*Your objective*: Among the records, how many lines contain "below"? Only the number is needed.

*Extracted entries*:
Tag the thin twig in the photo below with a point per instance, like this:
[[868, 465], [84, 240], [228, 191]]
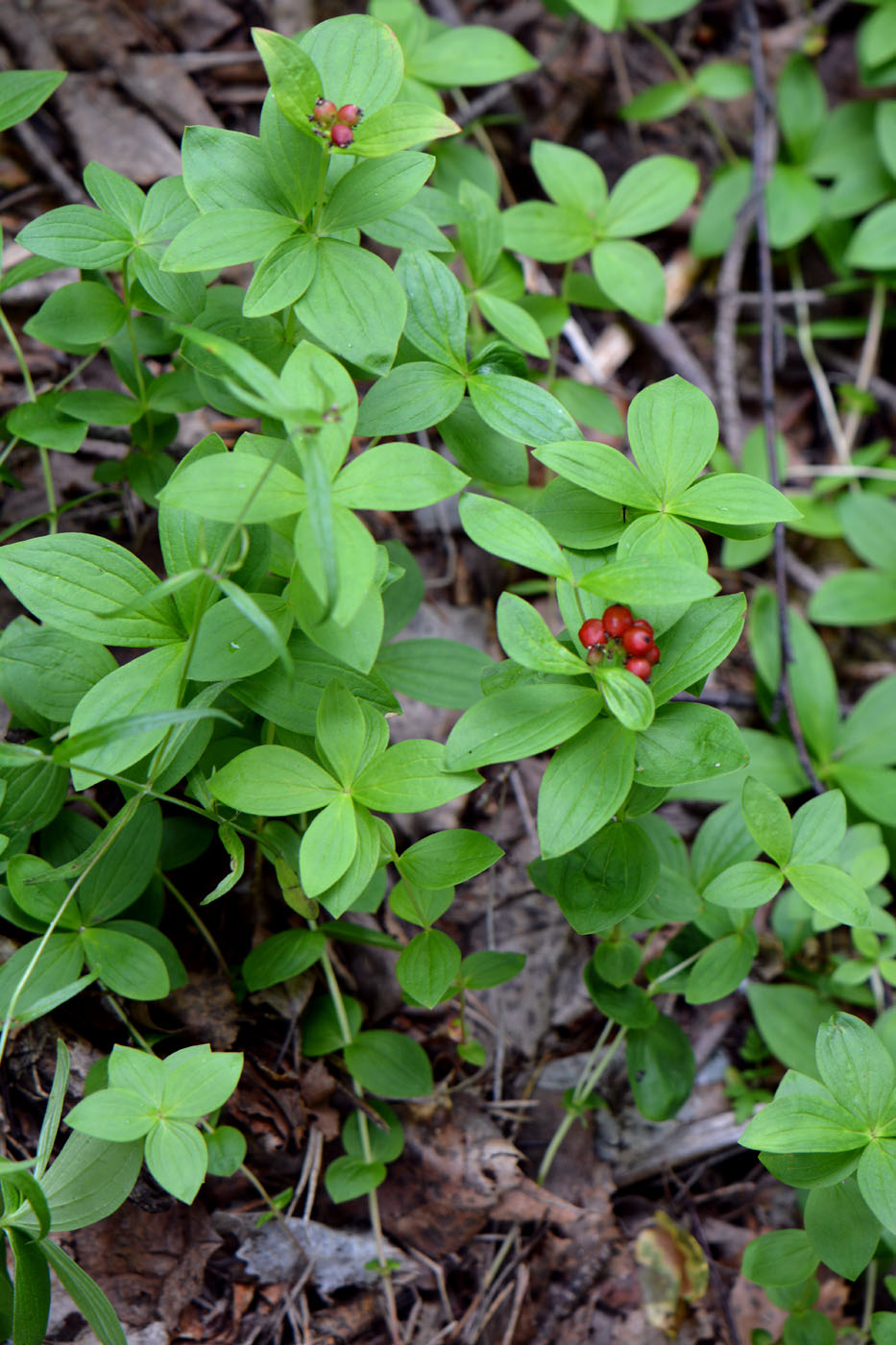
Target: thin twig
[[866, 359], [762, 167], [819, 382]]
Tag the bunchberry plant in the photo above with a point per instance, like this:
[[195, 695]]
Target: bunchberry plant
[[251, 717]]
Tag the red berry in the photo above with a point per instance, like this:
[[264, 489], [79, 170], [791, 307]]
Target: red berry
[[641, 668], [349, 114], [325, 111], [341, 136], [637, 641], [617, 621], [593, 632]]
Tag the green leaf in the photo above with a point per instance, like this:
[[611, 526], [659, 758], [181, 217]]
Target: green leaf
[[724, 80], [788, 1018], [375, 188], [868, 526], [228, 238], [147, 686], [89, 1181], [657, 103], [606, 878], [855, 598], [689, 743], [447, 858], [721, 967], [178, 1159], [873, 244], [785, 1257], [281, 957], [795, 205], [420, 905], [569, 177], [714, 225], [74, 582], [114, 1113], [519, 409], [86, 1294], [599, 468], [547, 232], [401, 127], [328, 846], [354, 306], [389, 1064], [397, 477], [78, 235], [811, 1123], [281, 276], [31, 1301], [44, 424], [22, 91], [358, 60], [802, 107], [410, 397], [661, 1068], [348, 1177], [436, 311], [697, 643], [856, 1066], [125, 965], [735, 498], [526, 639], [200, 1080], [237, 487], [642, 578], [479, 232], [514, 323], [470, 56], [626, 1005], [831, 892], [586, 783], [519, 722], [409, 776], [227, 1149], [436, 672], [885, 132], [627, 698], [841, 1228], [819, 827], [648, 197], [77, 318], [673, 430], [876, 1176], [489, 967], [274, 782], [428, 967], [241, 635], [767, 820], [744, 887], [506, 531], [631, 276], [294, 80]]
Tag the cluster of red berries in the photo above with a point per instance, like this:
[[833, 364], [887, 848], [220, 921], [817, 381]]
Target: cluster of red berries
[[335, 121], [618, 629]]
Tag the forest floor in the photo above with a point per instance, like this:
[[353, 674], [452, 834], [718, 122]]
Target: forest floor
[[486, 1255]]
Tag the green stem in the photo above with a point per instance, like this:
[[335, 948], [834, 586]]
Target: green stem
[[124, 818], [200, 923], [42, 452], [20, 360]]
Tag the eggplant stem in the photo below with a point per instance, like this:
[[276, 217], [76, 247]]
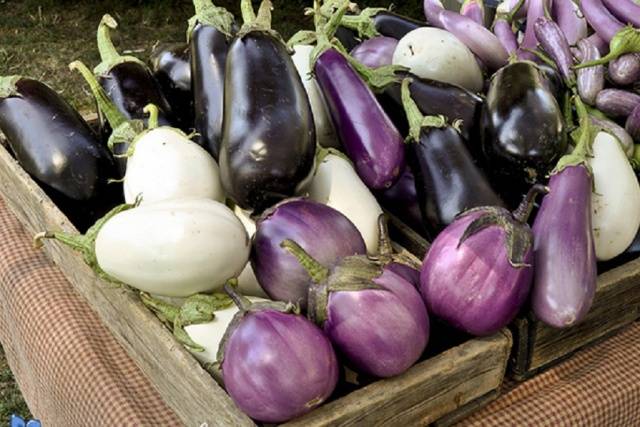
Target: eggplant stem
[[317, 271]]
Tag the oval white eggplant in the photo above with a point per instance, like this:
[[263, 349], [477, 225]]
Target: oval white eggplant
[[166, 165], [432, 53], [174, 248], [337, 184], [616, 198], [325, 131]]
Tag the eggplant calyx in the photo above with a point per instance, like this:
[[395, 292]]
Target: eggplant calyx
[[108, 53]]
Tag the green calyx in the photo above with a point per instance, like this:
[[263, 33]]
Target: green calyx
[[108, 53], [627, 40]]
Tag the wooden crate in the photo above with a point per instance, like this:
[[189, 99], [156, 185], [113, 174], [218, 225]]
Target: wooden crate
[[439, 389]]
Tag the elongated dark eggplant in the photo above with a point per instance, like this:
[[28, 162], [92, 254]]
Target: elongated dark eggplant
[[268, 139], [522, 124], [447, 180], [54, 144], [127, 80], [211, 30], [171, 67]]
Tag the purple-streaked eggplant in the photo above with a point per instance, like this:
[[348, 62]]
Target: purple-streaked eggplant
[[371, 314], [268, 138], [54, 144], [447, 180], [321, 230], [267, 345], [375, 52], [522, 124], [478, 271], [210, 31]]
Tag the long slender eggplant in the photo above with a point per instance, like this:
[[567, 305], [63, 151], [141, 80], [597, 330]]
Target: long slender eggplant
[[522, 126], [447, 180], [127, 80], [55, 145], [209, 36], [171, 67], [268, 139]]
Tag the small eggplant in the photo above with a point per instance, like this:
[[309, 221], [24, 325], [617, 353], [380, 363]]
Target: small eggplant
[[478, 271], [266, 347], [268, 138], [447, 180], [327, 234], [209, 33]]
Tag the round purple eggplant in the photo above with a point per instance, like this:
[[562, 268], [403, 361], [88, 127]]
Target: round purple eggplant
[[276, 365], [322, 231], [478, 272]]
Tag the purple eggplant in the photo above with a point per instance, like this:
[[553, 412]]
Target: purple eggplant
[[322, 231], [478, 272], [372, 315], [276, 365], [375, 52]]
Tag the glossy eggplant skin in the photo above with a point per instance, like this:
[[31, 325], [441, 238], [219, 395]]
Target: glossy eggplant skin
[[447, 180], [522, 130], [268, 142], [209, 47], [171, 67]]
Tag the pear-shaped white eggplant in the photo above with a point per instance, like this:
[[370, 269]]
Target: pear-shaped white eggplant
[[174, 248], [325, 131], [337, 184], [616, 198], [166, 165]]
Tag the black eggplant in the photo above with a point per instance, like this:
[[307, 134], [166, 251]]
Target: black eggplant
[[171, 67], [522, 123], [127, 80], [268, 142], [447, 180], [54, 144], [210, 31]]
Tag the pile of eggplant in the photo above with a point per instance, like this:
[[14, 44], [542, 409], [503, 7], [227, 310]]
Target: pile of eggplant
[[238, 182]]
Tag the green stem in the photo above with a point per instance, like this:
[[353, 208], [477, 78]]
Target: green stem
[[317, 271], [111, 112]]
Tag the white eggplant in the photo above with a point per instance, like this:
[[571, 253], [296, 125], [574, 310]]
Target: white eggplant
[[337, 184], [616, 198], [432, 53], [325, 131], [173, 248], [166, 165]]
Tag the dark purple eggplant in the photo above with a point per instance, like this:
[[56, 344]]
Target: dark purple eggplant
[[268, 139], [209, 36], [170, 64], [522, 124], [447, 180], [54, 144], [127, 80]]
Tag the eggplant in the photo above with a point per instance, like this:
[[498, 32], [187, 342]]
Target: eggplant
[[268, 139], [171, 67], [522, 124], [210, 31], [54, 144], [447, 180]]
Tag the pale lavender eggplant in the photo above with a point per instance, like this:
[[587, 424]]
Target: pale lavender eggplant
[[375, 52], [625, 70], [554, 42], [322, 231], [570, 20], [590, 79], [627, 11], [601, 20], [368, 136], [617, 103], [277, 365], [565, 261]]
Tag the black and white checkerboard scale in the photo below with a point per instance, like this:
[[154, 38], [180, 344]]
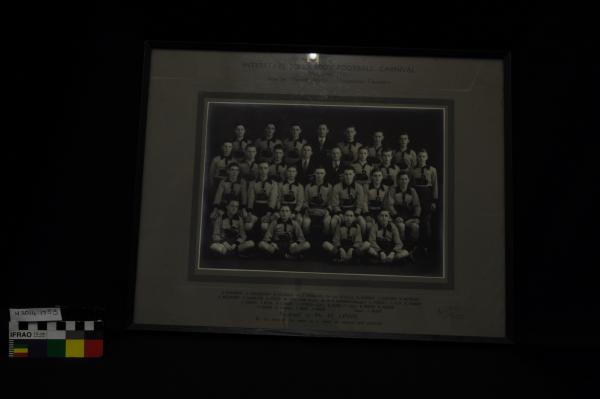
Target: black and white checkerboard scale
[[87, 325]]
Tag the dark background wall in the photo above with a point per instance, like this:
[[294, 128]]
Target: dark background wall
[[74, 113]]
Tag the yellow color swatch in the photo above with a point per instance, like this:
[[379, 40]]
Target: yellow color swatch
[[74, 348]]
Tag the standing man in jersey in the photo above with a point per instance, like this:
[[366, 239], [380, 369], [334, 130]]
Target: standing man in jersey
[[350, 146], [425, 182], [249, 167], [293, 145], [335, 167], [322, 147], [239, 143], [376, 149], [263, 195], [405, 158], [218, 166], [348, 194], [278, 167], [306, 165], [317, 198], [266, 145], [405, 208], [389, 170]]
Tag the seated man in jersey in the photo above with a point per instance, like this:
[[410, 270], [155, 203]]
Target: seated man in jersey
[[362, 168], [229, 235], [376, 149], [218, 166], [404, 206], [306, 165], [349, 146], [263, 195], [284, 236], [348, 194], [376, 193], [266, 144], [385, 244], [278, 167], [347, 240], [389, 170], [239, 143], [232, 188], [405, 158], [424, 180], [291, 193], [335, 167], [249, 167], [317, 197], [293, 145]]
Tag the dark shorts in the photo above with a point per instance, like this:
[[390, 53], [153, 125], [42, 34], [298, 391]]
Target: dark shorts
[[386, 246]]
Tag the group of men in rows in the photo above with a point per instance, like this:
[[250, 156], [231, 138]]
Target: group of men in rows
[[357, 200]]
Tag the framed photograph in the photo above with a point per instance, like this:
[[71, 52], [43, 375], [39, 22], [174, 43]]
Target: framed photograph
[[352, 192]]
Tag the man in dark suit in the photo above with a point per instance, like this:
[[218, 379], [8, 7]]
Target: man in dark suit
[[306, 165]]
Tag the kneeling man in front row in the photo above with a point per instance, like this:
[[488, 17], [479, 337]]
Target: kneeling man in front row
[[347, 240], [284, 236], [384, 240], [229, 235]]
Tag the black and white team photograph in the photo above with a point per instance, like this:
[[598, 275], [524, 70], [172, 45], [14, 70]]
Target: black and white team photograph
[[323, 187]]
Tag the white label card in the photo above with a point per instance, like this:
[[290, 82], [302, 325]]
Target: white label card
[[36, 314]]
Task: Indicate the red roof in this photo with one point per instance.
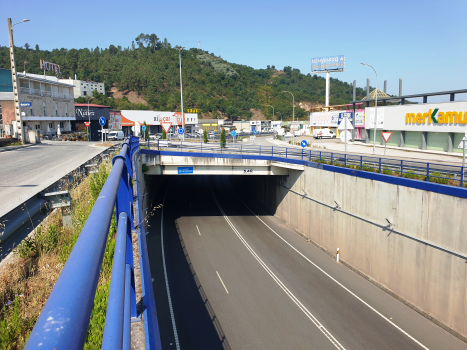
(90, 105)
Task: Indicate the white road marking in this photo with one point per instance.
(328, 275)
(222, 282)
(177, 344)
(279, 282)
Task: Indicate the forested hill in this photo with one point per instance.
(210, 84)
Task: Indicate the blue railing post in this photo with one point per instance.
(462, 176)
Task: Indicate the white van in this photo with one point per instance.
(115, 135)
(323, 134)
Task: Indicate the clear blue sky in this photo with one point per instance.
(422, 42)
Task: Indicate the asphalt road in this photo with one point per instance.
(238, 281)
(26, 171)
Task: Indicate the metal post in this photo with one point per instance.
(14, 77)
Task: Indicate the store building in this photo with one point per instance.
(93, 116)
(132, 120)
(428, 126)
(84, 88)
(47, 105)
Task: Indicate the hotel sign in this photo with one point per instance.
(49, 66)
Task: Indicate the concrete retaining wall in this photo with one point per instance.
(431, 280)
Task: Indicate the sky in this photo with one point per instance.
(423, 42)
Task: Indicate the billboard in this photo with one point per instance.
(330, 63)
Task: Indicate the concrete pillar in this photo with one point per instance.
(450, 142)
(424, 139)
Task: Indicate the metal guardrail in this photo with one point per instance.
(64, 320)
(447, 174)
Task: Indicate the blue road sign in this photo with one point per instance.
(185, 170)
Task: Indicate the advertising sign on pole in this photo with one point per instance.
(166, 126)
(330, 63)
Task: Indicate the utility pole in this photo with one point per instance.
(14, 80)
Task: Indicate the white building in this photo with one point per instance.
(84, 88)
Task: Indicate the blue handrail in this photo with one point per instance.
(64, 320)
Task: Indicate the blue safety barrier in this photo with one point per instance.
(64, 320)
(447, 174)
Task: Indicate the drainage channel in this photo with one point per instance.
(20, 221)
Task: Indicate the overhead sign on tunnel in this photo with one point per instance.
(185, 170)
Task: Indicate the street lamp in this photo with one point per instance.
(89, 121)
(376, 106)
(14, 78)
(180, 48)
(293, 116)
(272, 111)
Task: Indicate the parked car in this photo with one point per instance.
(115, 136)
(323, 133)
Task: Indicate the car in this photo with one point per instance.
(115, 136)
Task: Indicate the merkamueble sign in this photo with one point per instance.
(431, 117)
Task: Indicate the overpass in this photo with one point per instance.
(223, 265)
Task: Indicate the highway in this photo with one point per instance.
(27, 171)
(229, 276)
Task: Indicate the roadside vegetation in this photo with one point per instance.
(27, 280)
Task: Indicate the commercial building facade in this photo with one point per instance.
(46, 104)
(84, 88)
(428, 126)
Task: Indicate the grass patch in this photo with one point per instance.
(27, 280)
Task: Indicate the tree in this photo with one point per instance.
(223, 142)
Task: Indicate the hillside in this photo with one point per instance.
(148, 72)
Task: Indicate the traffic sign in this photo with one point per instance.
(166, 126)
(386, 135)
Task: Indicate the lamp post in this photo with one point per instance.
(376, 106)
(180, 48)
(89, 121)
(293, 117)
(14, 78)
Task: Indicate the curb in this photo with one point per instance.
(12, 148)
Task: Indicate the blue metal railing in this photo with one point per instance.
(447, 174)
(64, 320)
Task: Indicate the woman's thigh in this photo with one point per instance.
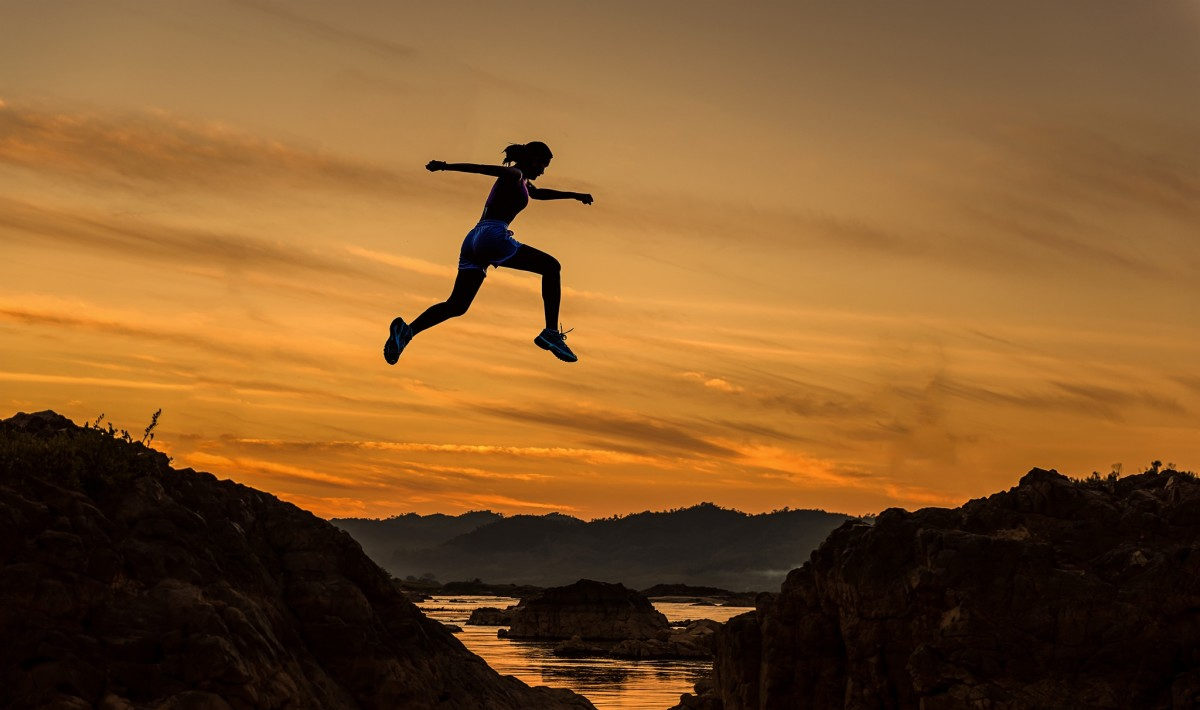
(528, 258)
(466, 286)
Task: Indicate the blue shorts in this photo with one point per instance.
(490, 244)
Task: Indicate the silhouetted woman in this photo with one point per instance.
(491, 244)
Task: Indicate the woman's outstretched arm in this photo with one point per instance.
(545, 193)
(493, 170)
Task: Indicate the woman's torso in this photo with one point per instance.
(508, 198)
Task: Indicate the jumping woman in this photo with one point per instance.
(491, 244)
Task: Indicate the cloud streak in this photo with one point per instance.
(156, 148)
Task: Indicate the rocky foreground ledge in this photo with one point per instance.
(125, 583)
(1055, 594)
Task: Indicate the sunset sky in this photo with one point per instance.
(843, 254)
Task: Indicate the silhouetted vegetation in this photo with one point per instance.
(1109, 480)
(69, 452)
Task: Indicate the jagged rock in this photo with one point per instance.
(491, 617)
(1055, 594)
(694, 642)
(125, 584)
(592, 611)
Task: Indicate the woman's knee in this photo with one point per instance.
(455, 308)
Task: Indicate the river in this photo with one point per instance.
(611, 684)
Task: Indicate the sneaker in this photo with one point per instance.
(401, 332)
(555, 342)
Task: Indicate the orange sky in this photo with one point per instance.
(845, 256)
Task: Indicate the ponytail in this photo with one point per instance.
(520, 152)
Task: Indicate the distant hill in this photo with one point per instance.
(126, 583)
(703, 545)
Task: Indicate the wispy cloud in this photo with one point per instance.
(641, 431)
(270, 469)
(137, 238)
(281, 11)
(165, 150)
(592, 456)
(89, 381)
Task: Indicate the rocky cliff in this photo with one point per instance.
(125, 583)
(1055, 594)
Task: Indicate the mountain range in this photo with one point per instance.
(702, 545)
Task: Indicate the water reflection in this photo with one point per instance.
(611, 684)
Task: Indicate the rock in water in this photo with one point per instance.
(592, 611)
(1055, 594)
(125, 583)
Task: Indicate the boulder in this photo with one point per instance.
(125, 583)
(1054, 594)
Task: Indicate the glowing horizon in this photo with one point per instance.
(840, 257)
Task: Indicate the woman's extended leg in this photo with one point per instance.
(466, 286)
(539, 262)
(531, 259)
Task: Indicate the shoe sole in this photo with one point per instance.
(390, 349)
(547, 346)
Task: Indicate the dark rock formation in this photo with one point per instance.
(127, 584)
(491, 617)
(592, 611)
(1053, 595)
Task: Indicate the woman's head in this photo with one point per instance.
(528, 157)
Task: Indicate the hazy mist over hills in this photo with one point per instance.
(703, 545)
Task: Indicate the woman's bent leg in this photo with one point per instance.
(531, 259)
(466, 286)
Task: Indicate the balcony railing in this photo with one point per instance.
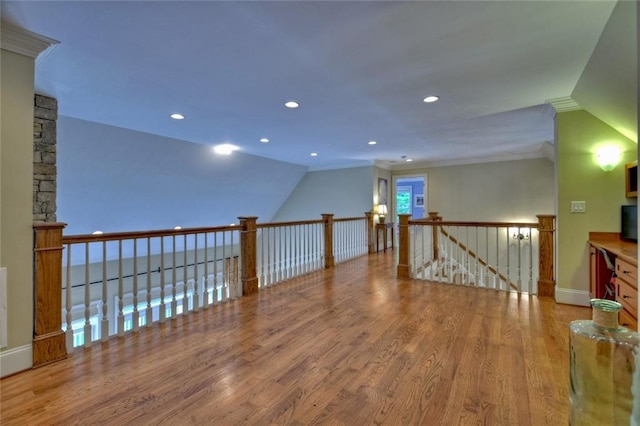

*Response for this exercise*: 3